[start of TEXT]

California Files Lawsuit to Block Trump Administration Delta Water Rules

Source: Hall, Alexandra. “California Files Lawsuit to Block Trump Administration Delta Water Rules: KQED News.” KQED, 21 Feb. 1970,

Abstract: When Trump visited the central valley to celebrate more water being allocated to growers in the area, he was met with lawsuits that would prevent this from happening. These lawsuits were filed to ensure the safety of the delta smelt, an endangered species. California feels that moving more water to the growers will ultimately endanger other fish, such as salmon. Trump feels that this water will help California’s economy and will ultimately promote agricultural reform across the country. Although he was stopped almost instantly, he is still trying to send water in the direction of the central valley, and it is a priority of his to recognize the agriculture industry in California. 

Reaction: This article is super relevant. We talked about the smelt in class and the different ways to protect them. There are two sides to this lawsuit. The first is Trump’s side, where he is looking out for the people living in the central valley, and there is the California government, which is looking out for an endangered species. There is more to look into, but both sides have a valid point on why the water should go, or not, to the growers.

How The California Wildfires Are Impacting Tourism

Skift. (Nov 26 2020) How The California Wildfires Are Impacting Tourism. Retrieved March 9, 2020,


One of the largest environmental disasters that California has been forced to grapple with in the last few years, are the constant fires. These fires have destroyed millions of acres of california’s beautiful landscape, and this has had a profound impact on the general tourism industry. The article mostly refers to how these environmental events have messed with natural parks, the tourist favorite wine country, but mostly focuses on how these fires have destroyed the living spaces of the workers and volunteers needed to keep those tourist hot spots going. When the people who care for our national forests and other important tourist/eco-tourist hot spots aren’t able to live near their place of work, nothing gets done and tourists are turned away.

[end of TEXT]
[start of INFORMATION GIVEN]

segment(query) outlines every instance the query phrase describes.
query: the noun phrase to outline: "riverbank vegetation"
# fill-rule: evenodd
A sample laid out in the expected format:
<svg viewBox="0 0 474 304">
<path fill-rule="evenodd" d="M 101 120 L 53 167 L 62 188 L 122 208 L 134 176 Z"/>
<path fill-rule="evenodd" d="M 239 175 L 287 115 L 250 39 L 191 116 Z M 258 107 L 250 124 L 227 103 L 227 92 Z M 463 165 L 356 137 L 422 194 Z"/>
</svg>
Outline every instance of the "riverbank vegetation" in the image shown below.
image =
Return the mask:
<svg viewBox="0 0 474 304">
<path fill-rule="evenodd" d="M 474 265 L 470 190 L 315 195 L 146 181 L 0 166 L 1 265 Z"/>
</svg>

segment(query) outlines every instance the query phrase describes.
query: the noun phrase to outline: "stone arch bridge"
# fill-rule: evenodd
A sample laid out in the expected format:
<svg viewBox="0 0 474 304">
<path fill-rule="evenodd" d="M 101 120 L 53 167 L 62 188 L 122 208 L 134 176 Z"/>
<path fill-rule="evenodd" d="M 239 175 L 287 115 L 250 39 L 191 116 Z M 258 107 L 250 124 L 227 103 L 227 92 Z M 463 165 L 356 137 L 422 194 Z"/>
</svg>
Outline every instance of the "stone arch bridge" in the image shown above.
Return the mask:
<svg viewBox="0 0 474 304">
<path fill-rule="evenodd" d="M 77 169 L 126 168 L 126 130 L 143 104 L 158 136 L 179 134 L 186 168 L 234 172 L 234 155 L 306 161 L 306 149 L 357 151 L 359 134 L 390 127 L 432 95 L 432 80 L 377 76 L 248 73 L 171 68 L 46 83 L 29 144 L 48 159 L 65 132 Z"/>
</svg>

[end of INFORMATION GIVEN]

# EXERCISE SET:
a: Repeat the portion of the California news summaries starting with "Reaction: This article" and going on through "to the growers.".
b: Find each line of the rows that contains the string "shown" with matching case, and copy those lines.
The California news summaries and the rows come from unrelated sources.

# RESPONSE LIST:
a:
Reaction: This article is super relevant. We talked about the smelt in class and the different ways to protect them. There are two sides to this lawsuit. The first is Trump’s side, where he is looking out for the people living in the central valley, and there is the California government, which is looking out for an endangered species. There is more to look into, but both sides have a valid point on why the water should go, or not, to the growers.

b:
Outline every instance of the "riverbank vegetation" in the image shown below.
Outline every instance of the "stone arch bridge" in the image shown above.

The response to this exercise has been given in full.